* _Soal Tertulis_:
Tuliskan lanjutan tulisan di bawah ini tentang media sosial dan kemajuan teknologi informasi, dimulai tepat setelah kalimat terakhirnya.

* _Teks Halaman_:
========

Mungkin kita sudah akrab dengan sebuah ungkapan “Anda adalah apa yang Anda baca”. Namun, sepertinya di era dunia maya sekarang ungkapan yang lebih tepat adalah “kamu adalah apa yang kamu tampilkan di media sosialmu.”
Di abad ke-21 sekarang, kemajuan telekomunikasi dan derasnya arus informasi membuat sekat dan jarak antar manusia seolah-olah menjadi hilang. Kita bisa dengan enjoy berkomunikasi dengan orang yang jauh tanpa pernah bertemu dengannya. Kita juga bisa mengetahui profil seseorang dengan melihat hal-hal yang ia unggah. Bahkan, kita bisa mengikuti aktivitas seseorang melalui akun media sosialnya
Kemajuan teknologi, terutama di bidang informasi, sudah merambah ke setiap lini kehidupan manusia. Hal tersebut membuat setiap gerak dan aktivitas kita dapat terpantau. Misalnya, ketika berkendara atau melakukan aktivitas di tempat umum, wajah Anda tak lepas dari pantauan CCTV.

========

* _Data yang Disediakan_:
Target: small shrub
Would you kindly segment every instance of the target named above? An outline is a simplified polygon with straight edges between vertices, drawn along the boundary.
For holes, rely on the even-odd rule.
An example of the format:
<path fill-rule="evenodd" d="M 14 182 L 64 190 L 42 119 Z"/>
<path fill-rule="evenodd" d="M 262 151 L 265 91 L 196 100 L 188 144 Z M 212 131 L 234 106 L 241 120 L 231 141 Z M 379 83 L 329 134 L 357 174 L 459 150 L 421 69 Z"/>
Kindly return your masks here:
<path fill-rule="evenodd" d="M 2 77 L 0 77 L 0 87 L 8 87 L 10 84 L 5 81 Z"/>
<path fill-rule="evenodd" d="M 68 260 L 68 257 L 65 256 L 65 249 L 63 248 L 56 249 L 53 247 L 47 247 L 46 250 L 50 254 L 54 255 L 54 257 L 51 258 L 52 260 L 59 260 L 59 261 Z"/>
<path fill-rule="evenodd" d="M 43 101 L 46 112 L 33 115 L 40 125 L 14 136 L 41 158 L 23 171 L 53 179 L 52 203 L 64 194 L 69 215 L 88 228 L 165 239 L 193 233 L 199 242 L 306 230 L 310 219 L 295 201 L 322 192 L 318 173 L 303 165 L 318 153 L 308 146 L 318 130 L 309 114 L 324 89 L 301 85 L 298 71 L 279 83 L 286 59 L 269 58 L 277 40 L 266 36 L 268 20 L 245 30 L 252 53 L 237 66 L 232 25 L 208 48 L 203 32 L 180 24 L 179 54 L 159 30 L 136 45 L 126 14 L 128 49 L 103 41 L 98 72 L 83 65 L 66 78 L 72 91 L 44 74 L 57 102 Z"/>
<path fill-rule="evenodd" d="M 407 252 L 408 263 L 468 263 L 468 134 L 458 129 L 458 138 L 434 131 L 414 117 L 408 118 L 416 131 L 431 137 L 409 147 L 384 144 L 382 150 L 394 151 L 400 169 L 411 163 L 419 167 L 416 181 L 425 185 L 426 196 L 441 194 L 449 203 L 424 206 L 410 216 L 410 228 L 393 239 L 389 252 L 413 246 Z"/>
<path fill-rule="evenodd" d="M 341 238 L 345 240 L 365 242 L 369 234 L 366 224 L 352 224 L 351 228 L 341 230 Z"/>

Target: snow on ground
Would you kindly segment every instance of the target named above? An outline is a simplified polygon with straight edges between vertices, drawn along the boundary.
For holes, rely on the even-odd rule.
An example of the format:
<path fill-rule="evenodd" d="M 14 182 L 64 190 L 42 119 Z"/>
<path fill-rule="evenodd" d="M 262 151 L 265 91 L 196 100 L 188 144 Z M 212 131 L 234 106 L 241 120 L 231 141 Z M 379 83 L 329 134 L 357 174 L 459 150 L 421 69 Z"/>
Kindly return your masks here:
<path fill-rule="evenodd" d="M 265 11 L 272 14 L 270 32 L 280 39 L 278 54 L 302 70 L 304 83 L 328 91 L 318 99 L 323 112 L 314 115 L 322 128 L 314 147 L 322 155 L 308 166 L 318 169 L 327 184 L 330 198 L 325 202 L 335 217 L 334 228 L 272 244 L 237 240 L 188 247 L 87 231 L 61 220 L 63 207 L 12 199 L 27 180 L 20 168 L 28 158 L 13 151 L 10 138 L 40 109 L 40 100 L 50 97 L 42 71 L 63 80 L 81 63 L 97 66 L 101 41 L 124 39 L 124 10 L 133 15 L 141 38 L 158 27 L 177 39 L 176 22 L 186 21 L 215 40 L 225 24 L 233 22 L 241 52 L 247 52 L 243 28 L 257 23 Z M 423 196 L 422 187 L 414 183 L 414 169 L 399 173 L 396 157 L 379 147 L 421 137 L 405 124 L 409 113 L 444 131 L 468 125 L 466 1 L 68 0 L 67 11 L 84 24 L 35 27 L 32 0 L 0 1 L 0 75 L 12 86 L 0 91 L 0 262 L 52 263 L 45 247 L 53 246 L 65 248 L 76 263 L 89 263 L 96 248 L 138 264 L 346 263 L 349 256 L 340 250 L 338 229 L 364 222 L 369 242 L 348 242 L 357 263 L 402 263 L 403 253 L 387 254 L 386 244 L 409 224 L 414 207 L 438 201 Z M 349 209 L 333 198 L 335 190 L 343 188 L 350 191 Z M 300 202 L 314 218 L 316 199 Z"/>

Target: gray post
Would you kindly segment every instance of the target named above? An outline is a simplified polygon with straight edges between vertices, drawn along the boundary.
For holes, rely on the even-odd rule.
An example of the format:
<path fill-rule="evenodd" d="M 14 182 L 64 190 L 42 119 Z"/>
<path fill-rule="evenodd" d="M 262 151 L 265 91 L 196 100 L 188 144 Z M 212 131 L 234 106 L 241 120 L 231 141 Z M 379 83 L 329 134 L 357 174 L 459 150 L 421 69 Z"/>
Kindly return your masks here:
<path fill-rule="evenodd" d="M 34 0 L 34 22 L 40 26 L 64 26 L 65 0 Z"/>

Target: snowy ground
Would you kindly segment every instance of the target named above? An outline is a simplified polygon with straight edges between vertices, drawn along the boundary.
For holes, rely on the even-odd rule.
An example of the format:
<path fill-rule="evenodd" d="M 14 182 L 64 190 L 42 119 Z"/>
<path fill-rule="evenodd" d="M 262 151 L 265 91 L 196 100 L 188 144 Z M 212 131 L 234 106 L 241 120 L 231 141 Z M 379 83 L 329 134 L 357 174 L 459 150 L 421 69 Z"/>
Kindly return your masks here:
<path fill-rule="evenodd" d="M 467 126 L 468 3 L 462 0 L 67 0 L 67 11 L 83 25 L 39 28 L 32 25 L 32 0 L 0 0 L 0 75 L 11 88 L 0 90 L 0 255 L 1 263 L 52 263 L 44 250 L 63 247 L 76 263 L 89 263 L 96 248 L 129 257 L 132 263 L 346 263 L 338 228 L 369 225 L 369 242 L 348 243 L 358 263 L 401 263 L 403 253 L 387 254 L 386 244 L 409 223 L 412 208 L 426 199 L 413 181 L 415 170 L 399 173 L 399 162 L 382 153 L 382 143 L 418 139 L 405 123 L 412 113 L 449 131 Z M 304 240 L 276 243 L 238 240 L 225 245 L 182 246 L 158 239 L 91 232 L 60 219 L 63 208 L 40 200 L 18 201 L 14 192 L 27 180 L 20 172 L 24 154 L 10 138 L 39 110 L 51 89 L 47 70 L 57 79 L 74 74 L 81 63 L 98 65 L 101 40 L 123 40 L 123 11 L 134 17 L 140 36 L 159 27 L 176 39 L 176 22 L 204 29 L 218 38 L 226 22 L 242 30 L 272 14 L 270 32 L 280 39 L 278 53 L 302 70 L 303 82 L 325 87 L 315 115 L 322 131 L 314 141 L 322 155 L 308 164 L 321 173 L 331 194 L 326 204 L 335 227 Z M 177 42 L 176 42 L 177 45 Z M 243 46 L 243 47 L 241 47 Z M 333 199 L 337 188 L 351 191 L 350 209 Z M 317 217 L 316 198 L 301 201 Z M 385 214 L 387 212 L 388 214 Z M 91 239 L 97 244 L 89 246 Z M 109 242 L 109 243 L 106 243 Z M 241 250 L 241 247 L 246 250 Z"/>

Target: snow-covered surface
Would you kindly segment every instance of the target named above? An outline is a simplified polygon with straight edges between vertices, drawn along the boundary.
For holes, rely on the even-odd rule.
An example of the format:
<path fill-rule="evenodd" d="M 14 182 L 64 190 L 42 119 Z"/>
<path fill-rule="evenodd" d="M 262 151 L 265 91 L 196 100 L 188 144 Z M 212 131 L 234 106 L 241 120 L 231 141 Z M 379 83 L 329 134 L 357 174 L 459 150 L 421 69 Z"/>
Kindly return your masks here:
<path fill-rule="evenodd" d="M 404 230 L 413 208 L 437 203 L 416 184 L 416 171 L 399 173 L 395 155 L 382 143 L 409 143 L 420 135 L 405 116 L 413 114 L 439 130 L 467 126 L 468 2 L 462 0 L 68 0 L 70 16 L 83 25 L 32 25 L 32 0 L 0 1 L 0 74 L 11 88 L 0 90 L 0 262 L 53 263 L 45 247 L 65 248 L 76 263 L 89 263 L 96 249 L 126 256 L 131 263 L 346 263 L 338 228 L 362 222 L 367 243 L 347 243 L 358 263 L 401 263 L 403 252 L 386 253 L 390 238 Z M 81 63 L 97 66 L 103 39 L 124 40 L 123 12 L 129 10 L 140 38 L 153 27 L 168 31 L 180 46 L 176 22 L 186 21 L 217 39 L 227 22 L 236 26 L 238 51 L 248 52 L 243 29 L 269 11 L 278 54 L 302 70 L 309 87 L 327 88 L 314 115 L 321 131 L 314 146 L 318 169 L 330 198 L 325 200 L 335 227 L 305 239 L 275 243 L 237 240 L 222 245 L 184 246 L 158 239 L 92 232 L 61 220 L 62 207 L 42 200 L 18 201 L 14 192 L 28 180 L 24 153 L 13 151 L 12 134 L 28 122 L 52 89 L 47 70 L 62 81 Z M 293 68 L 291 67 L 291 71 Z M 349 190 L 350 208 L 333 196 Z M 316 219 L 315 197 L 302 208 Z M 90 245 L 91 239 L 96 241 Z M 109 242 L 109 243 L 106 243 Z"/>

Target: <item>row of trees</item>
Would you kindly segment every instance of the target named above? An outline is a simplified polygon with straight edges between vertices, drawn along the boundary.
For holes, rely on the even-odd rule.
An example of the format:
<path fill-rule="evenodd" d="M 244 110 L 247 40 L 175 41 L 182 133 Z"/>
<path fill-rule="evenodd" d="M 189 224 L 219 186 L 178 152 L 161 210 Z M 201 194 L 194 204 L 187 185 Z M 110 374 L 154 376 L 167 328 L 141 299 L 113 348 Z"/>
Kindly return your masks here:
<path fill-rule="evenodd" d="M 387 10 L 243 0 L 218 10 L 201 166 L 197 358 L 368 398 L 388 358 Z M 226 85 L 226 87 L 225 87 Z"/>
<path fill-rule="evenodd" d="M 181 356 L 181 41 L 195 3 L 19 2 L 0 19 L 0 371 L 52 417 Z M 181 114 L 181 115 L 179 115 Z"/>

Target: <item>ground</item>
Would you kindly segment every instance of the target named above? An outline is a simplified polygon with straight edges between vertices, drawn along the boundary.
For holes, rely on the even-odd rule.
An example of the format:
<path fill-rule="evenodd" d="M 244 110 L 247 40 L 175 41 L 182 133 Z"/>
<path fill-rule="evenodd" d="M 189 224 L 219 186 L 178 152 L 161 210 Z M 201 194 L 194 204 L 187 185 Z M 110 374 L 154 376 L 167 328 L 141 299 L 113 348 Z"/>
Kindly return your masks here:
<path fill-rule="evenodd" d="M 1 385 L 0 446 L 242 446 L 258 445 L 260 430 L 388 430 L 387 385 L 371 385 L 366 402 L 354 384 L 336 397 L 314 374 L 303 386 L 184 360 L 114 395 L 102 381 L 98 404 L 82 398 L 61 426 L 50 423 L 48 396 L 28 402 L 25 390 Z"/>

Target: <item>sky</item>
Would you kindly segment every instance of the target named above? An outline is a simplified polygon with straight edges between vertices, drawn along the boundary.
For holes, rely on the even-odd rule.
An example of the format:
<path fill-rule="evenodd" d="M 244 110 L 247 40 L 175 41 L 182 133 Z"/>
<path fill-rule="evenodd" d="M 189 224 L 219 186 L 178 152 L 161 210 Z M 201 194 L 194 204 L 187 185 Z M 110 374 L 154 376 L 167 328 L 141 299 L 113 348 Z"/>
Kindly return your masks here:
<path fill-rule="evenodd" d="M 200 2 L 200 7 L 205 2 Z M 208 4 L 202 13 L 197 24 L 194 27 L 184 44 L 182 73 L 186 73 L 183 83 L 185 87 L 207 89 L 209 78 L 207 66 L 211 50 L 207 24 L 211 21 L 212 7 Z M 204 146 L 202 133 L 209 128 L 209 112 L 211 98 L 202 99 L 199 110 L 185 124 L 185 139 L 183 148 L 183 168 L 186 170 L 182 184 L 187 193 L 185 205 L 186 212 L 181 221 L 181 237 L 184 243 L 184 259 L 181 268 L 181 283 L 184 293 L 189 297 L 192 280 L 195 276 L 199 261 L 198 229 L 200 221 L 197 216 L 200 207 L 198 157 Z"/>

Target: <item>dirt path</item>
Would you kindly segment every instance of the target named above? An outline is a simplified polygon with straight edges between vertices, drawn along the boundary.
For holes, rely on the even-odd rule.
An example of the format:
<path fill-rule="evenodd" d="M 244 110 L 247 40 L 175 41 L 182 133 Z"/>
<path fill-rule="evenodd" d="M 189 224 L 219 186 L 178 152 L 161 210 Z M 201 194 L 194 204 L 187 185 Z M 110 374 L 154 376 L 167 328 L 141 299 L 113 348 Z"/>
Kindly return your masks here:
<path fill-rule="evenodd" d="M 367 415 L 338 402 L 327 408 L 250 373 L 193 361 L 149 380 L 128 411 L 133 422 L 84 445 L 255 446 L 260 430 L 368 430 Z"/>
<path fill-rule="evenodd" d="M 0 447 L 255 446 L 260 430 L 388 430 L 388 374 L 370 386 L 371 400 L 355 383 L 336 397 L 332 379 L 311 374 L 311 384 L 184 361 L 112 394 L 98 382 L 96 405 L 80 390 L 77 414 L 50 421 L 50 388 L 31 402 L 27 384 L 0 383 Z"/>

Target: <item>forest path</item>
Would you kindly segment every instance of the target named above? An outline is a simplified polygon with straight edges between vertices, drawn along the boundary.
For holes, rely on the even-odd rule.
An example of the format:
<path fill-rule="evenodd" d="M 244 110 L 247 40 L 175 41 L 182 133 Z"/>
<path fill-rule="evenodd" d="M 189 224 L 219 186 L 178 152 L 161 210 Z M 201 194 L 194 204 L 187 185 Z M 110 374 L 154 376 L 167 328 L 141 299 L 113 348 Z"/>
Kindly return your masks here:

========

* _Hasil Akhir_:
Saat ini, kemajuan teknologi memungkinkan kita untuk mengetahui lokasi seseorang berada dengan melacak ponsel genggamnya. Setiap orang dapat mengetahui berbagai hal tentang orang lain, seperti makanan yang disukai, aktor favorit, dan apa yang menjadi minat seseorang. Semua hal tersebut dapat diketahui melalui keterangan di media sosial.
Kemajuan teknologi juga membuat jarak antara ruang privasi dan juga ruang publik menjadi kabur. Batasan antara “apa yang hanya boleh saya ketahui” dan “apa yang boleh orang tahu” menjadi hilang. Sebab, bisa saja kisah pribadi kita terbongkar di dunia maya entah lewat media sosial atau media pesan elektronik, seperti WhatsApp dan Telegram.
Belakangan ini, muncul istilah yang cukup populer tapi bernada negatif, yaitu “stalker.” Dalam kamus Cambridge Dictionary, stalker dideskripsikan sebagai “seseorang yang secara ilegal mengikuti dan mengawasi orang lain, terutama seorang perempuan, dalam waktu tertentu” (a person who illegally follows and watches someone, especially a woman, over a period of time).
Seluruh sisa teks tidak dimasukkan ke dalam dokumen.